§ **Aufgaben zum Material**:
- a) Geben Sie aus dem Text zur Psilocybin-Studie die Stelle wortgetreu wieder, die mit den Worten „Psilocybin ist ein“ einsetzt und nach den Worten „neuronalen Kommunikation erhöht.“ endet.
- b) Erläutern Sie anhand des Textes zur Psilocybin-Studie in ein bis drei Sätzen, was nach der Einnahme mit Psilocybin im Körper geschieht und welche Wirkung dem Stoff dort zugeschrieben wird.
- c) Beantworten Sie anhand des Textes zur Psilocybin-Studie folgende Fragen:
(i) In welchen vier Ländern wird die Studie durchgeführt?
(ii) In Pilzen welcher Gattung kommt Psilocybin insbesondere vor?
(iii) Wer hat die randomisierte Kontrollstudie initiiert?

§ **Zu prüfender Text**:
Die erste vollständig von der EU finanzierte Psilocybin-Therapiestudie hat die Genehmigung der Europäischen Arzneimittel-Agentur (EMA) erhalten. In vier europäischen Ländern – Dänemark, Portugal, den Niederlanden und Tschechien – wird das Potenzial des Wirkstoffs zur Linderung psychischer Belastungen bei Palliativpatient:innen untersucht.

Psilocybin ist ein psychoaktiver Wirkstoff, der in verschiedenen Pilzarten vorkommt, insbesondere in den sogenannten „Magic Mushrooms“ der Gattung Psilocybe. Dieser hat in den letzten Jahren zunehmendes Interesse als Therapieansatz für psychische Erkrankungen wie Depressionen und Angstzustände geweckt. Nach der Einnahme wird der Stoff im Körper schnell zu Psilocin metabolisiert, dem eigentlichen psychoaktiven Agonisten an Serotoninrezeptoren. Es wird angenommen, dass der Wirkstoff die neuronale Plastizität fördert, was zu einer verstärkten Vernetzung zwischen verschiedenen Hirnregionen führt und die Flexibilität der neuronalen Kommunikation erhöht.

Die erste vollständig von der EU finanzierte Psilocybin-Therapiestudie hat nun die EMA-Zulassung erhalten. In vier Ländern – Dänemark, Portugal, den Niederlanden und Tschechien – wird das Potenzial des Stoffs zur Linderung psychischer Belastungen bei Palliativpatient:innen untersucht. Die randomisierte Kontrollstudie wurde von einem paneuropäischen Konsortium aus Pflegefachkräften, Expert:innen und Forschenden initiiert.

§ **Zu prüfende Daten**:
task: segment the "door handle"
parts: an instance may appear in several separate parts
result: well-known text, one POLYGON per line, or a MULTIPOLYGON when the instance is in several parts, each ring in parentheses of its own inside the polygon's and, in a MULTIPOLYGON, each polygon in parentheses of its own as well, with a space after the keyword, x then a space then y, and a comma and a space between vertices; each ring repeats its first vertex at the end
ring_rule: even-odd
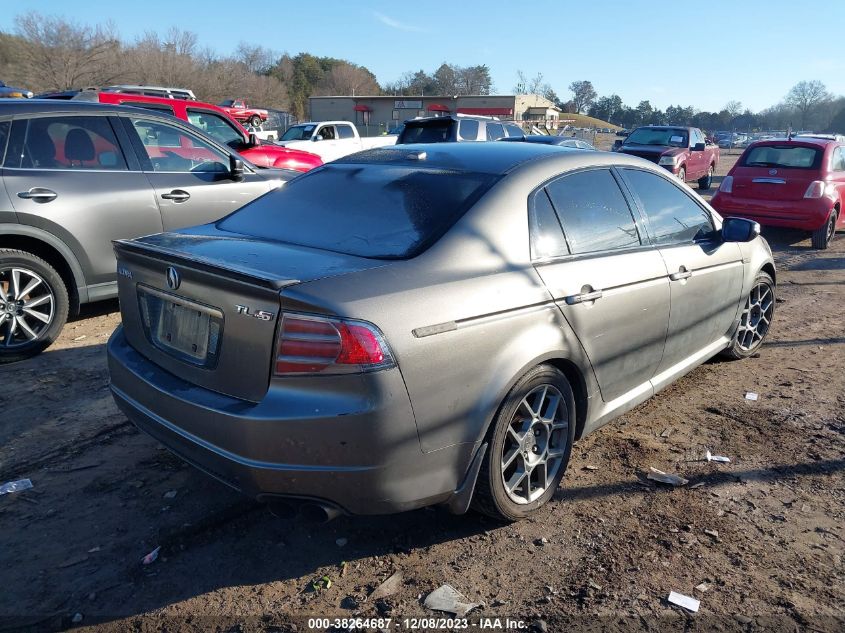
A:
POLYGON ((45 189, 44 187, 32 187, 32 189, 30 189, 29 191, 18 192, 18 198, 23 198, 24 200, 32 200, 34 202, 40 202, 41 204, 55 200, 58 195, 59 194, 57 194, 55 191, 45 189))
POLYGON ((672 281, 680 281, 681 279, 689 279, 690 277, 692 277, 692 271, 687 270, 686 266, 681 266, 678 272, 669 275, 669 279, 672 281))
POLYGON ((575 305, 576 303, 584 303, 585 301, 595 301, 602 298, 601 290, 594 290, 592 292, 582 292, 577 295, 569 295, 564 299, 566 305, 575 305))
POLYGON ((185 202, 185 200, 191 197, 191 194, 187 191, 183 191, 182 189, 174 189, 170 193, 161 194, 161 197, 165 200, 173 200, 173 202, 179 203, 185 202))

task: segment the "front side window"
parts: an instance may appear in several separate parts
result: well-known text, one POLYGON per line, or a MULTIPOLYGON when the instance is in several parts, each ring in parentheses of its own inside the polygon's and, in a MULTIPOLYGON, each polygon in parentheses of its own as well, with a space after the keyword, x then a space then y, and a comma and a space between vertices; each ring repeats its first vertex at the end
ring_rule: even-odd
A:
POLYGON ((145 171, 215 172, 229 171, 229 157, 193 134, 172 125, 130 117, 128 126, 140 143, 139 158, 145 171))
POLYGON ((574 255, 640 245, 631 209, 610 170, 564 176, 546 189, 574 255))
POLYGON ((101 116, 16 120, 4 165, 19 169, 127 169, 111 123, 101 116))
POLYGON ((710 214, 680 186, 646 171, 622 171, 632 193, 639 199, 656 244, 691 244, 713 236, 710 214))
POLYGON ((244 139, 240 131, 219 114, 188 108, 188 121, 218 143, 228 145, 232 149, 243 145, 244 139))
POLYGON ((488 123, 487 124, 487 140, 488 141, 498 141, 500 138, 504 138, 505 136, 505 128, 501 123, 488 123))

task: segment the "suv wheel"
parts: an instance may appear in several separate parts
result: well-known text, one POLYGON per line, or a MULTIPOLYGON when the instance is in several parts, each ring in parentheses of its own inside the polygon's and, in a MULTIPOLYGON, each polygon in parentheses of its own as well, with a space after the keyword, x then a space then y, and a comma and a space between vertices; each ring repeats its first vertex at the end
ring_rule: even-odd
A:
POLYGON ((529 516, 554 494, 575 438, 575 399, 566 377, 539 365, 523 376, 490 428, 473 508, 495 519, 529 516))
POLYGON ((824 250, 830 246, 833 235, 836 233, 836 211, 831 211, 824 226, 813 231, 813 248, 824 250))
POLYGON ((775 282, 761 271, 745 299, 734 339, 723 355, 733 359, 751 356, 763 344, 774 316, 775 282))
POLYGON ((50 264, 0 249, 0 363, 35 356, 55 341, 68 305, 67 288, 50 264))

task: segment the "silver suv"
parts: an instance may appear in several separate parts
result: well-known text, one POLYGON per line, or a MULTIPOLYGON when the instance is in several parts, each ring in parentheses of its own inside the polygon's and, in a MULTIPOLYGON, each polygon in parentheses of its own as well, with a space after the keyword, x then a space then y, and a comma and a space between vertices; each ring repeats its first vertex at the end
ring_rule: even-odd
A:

§ **Nachfolgende Lösungen**:
- a)
Psilocybin ist ein psychoaktiver Wirkstoff, der in verschiedenen Pilzarten vorkommt, insbesondere in den sogenannten „Magic Mushrooms“ der Gattung Psilocybe. Dieser hat in den letzten Jahren zunehmendes Interesse als Therapieansatz für psychische Erkrankungen wie Depressionen und Angstzustände geweckt. Nach der Einnahme wird der Stoff im Körper schnell zu Psilocin metabolisiert, dem eigentlichen psychoaktiven Agonisten an Serotoninrezeptoren. Es wird angenommen, dass der Wirkstoff die neuronale Plastizität fördert, was zu einer verstärkten Vernetzung zwischen verschiedenen Hirnregionen führt und die Flexibilität der neuronalen Kommunikation erhöht.

- b) Nach der Einnahme wird Psilocybin im Körper schnell zu Psilocin metabolisiert, dem eigentlichen psychoaktiven Agonisten an Serotoninrezeptoren. Es wird angenommen, dass der Wirkstoff die neuronale Plastizität fördert. Dies führt zu einer verstärkten Vernetzung zwischen verschiedenen Hirnregionen und erhöht die Flexibilität der neuronalen Kommunikation.

- c)
(i) Dänemark, Portugal, die Niederlande und Tschechien
(ii) In Pilzen der Gattung Psilocybe, den sogenannten „Magic Mushrooms“
(iii) Ein paneuropäisches Konsortium aus Pflegefachkräften, Expert:innen und Forschenden